(Text passage):
□ □ □ □ □ □ □

| What are you talking about? I don't know anyone who uses it for this; specifically tests are really bad if they're subtly wrong. Maybe to scaffold the test function, but the actual test if completely useless if you don't trust it. So like... generate code and have robust tests, or write robust code... but, it's really really daft to generate tests that might hallucinate some random crap (and copilot really does sometimes). Other people have said this, but copilot is auto complete. You use it every time you press tab. Do you accept an auto-complete suggestion 40% of the time? ...mmmm, yes, well, guess why 40% of code is generated by copilot. It's not because people are generating tests with it. |
And honestly, I was extremely impressed. With a bit of context, it was able to generate almost correct test data for a fairly complex binary data format.
I've also leverage it heavily to:
* generate doxygen comments
* get usage examples of libs I never used
* create a whole bunch of utils functions.
And honestly for all these tedious tasks, it has done a far better job than I would ever had.
Comments were consistent in styling, the base examples were fairly good, and the utils functions were well made, specially the error handling (which I would probably have semi-consciously skipped tbh).
In fairness, I modified most of this code slightly to make it fit my project structure, or tweaked it a bit what the IA didn't quite get it right.
(it never fully understood some offset fields in the file format, but got pretty close to at times. And in fairness my naming for these offset fields was a bit questionable).
Heck, as a test, I even threw at it an RFC-like spec of the file format, and asked him to generate a python parser. The result was not 100% correct, but definitely a good start to iterate on.
In the end, this side project took me 2 weeks to implement with chatgpt probably saving around 1 week of dev. It also greatly helped improving the quality of the project (better doc, better tests).

□ □ □ □ □ □ □

(Data for analysis):
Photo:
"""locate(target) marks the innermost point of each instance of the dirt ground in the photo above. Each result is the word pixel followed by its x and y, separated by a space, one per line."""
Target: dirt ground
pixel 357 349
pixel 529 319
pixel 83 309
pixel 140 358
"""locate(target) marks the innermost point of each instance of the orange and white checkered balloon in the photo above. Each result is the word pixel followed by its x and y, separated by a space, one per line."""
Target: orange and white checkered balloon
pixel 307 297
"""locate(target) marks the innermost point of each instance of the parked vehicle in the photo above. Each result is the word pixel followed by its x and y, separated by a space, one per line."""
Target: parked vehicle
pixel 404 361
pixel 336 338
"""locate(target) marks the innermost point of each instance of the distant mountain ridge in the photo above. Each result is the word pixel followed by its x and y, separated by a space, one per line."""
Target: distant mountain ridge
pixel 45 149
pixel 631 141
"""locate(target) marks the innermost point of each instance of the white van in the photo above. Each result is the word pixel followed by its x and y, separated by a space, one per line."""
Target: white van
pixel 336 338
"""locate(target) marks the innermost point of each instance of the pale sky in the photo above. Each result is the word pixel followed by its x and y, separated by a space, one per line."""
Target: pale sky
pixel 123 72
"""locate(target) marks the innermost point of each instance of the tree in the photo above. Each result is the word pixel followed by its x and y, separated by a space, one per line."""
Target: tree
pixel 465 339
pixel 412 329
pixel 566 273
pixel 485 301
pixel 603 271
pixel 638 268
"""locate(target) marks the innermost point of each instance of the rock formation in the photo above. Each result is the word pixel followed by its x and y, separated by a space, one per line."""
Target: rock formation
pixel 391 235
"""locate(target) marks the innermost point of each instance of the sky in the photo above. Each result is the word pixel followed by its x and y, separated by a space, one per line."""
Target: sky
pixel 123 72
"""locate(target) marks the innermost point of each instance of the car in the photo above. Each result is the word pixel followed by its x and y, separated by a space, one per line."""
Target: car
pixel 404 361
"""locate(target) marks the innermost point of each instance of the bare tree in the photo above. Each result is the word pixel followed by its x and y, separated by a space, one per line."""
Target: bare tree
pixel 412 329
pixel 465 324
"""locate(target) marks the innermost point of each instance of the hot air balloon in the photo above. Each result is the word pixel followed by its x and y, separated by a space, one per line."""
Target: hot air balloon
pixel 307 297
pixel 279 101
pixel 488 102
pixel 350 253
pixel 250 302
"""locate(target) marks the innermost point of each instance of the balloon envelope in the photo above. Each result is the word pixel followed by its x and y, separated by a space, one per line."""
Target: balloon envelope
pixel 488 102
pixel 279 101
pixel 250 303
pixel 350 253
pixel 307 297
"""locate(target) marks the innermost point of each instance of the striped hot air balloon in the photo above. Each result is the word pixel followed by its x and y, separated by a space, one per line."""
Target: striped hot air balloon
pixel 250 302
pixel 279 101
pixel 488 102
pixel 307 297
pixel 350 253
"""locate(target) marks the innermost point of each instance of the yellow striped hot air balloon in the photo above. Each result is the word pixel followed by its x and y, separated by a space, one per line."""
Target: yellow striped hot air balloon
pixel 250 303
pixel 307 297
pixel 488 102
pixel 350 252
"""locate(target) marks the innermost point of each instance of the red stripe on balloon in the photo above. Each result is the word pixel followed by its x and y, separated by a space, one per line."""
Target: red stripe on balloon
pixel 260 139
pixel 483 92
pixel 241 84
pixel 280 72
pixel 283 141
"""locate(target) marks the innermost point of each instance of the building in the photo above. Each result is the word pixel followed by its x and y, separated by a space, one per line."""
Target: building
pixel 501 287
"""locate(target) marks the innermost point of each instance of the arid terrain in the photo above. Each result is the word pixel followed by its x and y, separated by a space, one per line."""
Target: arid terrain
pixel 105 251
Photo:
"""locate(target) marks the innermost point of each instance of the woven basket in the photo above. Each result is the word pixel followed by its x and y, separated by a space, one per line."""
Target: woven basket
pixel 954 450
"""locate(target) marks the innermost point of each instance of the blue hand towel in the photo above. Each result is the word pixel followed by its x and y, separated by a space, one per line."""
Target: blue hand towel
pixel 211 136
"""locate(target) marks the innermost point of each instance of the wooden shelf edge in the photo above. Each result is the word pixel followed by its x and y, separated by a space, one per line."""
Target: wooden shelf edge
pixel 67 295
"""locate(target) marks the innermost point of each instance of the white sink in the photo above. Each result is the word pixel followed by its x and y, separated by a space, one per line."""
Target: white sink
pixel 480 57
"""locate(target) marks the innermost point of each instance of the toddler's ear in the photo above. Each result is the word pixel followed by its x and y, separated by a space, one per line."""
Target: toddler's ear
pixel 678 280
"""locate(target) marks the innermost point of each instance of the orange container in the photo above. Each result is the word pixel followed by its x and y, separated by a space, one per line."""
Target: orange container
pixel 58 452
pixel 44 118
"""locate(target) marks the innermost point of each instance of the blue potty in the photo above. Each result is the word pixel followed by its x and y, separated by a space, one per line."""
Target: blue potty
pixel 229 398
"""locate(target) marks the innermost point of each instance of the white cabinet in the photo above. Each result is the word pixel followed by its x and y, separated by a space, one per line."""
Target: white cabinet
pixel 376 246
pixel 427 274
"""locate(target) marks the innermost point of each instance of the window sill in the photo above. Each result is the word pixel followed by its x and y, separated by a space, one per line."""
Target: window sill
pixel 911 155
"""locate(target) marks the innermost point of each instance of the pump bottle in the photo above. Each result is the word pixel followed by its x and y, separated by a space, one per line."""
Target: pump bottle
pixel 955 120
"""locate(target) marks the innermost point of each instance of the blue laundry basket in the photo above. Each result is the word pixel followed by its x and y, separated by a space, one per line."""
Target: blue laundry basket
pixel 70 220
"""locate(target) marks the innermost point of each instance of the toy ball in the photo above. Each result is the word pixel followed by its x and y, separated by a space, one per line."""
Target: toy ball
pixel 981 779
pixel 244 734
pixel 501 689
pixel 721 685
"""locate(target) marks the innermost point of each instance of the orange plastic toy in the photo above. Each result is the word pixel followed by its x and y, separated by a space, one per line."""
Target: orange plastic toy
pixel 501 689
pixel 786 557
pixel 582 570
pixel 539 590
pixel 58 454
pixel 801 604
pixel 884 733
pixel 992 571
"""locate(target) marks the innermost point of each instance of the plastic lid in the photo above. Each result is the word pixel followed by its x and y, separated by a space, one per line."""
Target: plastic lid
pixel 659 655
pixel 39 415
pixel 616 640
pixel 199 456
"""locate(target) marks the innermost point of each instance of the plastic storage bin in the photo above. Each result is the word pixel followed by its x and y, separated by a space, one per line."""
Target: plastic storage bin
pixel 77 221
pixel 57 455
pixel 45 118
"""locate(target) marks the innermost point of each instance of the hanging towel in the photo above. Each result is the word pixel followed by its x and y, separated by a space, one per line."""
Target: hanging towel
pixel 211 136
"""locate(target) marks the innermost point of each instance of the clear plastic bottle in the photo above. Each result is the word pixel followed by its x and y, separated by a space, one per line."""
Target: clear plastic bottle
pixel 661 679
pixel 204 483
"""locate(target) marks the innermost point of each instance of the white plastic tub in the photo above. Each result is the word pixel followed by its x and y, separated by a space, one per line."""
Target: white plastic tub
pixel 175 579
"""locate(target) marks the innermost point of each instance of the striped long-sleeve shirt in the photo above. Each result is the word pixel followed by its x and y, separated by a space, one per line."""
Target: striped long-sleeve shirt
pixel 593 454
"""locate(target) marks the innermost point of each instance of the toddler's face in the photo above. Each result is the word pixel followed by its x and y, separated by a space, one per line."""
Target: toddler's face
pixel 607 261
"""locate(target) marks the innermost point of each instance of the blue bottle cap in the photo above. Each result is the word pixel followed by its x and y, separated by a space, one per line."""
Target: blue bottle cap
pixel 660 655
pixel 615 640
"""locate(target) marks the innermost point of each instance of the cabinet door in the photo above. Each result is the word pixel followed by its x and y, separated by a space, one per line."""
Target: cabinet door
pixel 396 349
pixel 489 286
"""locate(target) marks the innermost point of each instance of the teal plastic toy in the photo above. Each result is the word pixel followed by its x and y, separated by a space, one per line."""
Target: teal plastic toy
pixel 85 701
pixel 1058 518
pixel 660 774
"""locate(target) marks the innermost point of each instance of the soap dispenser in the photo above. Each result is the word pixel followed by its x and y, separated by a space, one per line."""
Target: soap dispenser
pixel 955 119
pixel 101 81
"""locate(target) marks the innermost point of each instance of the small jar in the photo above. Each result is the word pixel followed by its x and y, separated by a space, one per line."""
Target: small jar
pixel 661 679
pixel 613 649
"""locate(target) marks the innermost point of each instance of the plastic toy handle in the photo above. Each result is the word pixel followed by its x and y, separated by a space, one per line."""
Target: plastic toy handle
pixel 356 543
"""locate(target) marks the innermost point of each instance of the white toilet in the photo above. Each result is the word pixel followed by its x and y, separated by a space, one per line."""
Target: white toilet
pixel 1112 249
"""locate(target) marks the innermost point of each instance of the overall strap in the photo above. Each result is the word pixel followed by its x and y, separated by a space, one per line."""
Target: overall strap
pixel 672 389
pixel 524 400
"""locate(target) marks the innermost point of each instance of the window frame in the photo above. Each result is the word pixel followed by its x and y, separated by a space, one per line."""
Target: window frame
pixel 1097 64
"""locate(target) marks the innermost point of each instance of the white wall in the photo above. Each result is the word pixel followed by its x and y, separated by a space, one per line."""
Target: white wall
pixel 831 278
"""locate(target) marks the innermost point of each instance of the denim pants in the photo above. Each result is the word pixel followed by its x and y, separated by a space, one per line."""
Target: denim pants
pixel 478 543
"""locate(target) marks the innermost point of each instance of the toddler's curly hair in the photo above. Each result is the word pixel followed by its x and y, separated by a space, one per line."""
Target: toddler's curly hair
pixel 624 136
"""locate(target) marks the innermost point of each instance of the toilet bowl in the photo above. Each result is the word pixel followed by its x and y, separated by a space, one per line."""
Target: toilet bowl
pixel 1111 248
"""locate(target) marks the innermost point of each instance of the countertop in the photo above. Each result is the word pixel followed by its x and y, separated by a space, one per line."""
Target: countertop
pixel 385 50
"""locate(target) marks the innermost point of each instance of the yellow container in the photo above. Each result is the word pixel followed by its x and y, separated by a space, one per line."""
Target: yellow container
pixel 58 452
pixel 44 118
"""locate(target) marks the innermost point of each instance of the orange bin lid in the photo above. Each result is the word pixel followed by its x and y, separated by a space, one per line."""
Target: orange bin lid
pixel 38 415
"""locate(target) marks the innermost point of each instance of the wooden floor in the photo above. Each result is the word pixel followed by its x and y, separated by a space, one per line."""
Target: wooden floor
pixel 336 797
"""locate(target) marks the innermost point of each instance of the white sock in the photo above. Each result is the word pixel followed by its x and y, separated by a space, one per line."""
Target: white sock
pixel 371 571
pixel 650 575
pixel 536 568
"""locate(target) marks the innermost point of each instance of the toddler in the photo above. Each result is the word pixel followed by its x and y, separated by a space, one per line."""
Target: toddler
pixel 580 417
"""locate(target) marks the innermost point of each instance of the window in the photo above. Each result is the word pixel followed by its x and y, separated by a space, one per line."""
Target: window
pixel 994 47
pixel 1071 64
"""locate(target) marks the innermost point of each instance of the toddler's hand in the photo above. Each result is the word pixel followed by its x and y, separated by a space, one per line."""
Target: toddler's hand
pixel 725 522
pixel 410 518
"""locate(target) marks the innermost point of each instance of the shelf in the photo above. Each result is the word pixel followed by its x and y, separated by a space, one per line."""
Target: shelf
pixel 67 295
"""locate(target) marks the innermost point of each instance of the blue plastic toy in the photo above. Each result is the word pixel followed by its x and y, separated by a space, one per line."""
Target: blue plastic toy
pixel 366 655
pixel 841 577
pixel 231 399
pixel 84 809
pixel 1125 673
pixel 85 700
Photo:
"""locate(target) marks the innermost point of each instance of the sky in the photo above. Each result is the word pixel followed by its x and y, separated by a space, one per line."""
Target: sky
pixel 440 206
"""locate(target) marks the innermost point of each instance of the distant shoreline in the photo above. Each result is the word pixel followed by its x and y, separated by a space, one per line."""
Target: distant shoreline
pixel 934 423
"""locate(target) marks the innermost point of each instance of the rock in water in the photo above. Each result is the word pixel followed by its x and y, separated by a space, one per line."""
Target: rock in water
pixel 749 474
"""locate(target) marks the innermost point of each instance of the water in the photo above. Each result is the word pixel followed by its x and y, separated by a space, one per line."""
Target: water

□ □ □ □ □ □ □

From the text above about coding with Copilot and ChatGPT, set down everything from "And honestly for" down to "get it right.", word for word.

And honestly for all these tedious tasks, it has done a far better job than I would ever had.
Comments were consistent in styling, the base examples were fairly good, and the utils functions were well made, specially the error handling (which I would probably have semi-consciously skipped tbh).
In fairness, I modified most of this code slightly to make it fit my project structure, or tweaked it a bit what the IA didn't quite get it right.